Records from a collection:
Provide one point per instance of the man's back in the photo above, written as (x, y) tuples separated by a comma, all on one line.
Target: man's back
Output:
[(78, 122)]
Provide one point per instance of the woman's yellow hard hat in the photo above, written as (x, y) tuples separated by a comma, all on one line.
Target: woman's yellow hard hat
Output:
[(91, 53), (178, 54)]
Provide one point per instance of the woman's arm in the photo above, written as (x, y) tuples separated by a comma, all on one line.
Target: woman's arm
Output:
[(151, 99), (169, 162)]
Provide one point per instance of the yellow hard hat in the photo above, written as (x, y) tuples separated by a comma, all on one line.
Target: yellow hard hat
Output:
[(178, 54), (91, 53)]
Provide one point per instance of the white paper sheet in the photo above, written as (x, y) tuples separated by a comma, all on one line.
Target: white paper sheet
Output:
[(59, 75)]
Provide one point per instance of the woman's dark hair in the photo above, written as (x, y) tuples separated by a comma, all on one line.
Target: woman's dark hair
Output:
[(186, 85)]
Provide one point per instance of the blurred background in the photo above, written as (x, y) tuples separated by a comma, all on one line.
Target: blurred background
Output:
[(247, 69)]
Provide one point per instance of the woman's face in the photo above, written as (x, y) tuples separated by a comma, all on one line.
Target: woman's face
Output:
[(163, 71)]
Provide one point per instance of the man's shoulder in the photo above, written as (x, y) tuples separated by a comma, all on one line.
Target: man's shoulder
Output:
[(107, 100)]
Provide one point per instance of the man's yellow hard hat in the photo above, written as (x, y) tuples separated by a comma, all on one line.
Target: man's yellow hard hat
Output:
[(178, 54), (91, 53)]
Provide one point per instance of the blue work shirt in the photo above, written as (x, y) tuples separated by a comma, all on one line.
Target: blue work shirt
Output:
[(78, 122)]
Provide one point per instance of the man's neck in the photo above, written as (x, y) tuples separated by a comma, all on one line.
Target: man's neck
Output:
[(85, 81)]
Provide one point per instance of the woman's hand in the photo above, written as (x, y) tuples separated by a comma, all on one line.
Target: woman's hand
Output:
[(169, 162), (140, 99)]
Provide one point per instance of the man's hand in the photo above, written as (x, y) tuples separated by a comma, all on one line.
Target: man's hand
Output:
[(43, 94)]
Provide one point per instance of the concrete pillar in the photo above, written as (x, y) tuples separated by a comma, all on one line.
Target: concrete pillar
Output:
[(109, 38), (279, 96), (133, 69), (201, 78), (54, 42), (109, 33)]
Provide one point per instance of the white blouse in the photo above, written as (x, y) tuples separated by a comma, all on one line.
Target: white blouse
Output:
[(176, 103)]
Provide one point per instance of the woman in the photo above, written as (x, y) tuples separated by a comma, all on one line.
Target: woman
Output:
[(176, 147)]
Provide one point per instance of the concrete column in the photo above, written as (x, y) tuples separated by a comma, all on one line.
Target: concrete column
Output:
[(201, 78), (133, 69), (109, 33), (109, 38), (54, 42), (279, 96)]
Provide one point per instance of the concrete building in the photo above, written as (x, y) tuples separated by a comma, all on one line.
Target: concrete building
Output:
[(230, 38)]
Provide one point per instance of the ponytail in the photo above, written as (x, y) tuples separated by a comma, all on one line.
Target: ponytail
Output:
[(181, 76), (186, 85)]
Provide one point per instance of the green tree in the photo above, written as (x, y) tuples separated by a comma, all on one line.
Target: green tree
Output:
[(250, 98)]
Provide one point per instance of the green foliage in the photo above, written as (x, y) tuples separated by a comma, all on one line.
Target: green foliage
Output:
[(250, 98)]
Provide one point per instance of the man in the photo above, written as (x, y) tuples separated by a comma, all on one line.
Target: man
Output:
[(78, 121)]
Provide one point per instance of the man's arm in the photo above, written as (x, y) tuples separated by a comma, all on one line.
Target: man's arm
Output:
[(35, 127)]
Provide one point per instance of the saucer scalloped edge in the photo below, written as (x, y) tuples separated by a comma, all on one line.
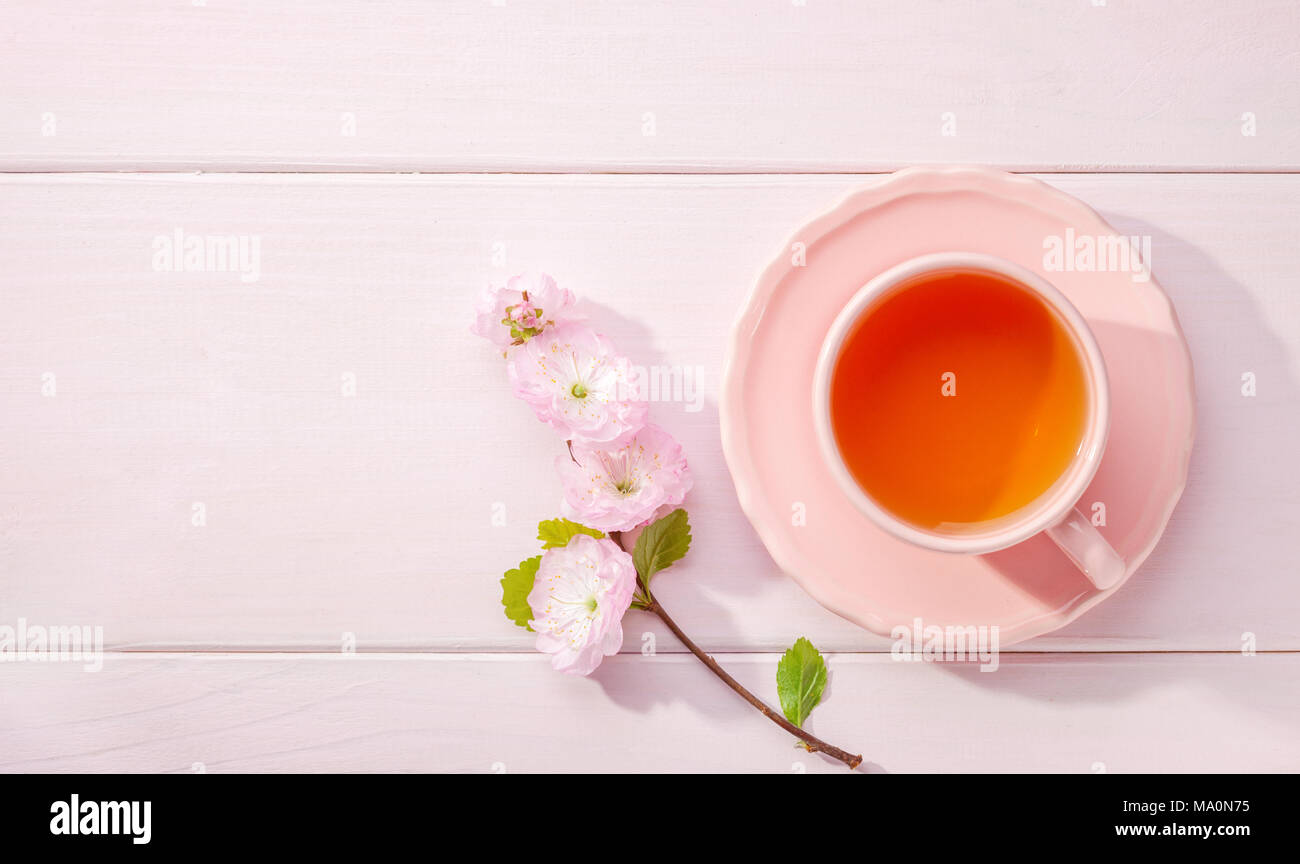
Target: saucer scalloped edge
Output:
[(813, 530)]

[Work item]
Return the lines above that include the string "blouse".

[Response area]
Provide one point per instance of the white blouse in the photo above, written as (x, y) tuples separated by a comma, all on one line.
Target: white blouse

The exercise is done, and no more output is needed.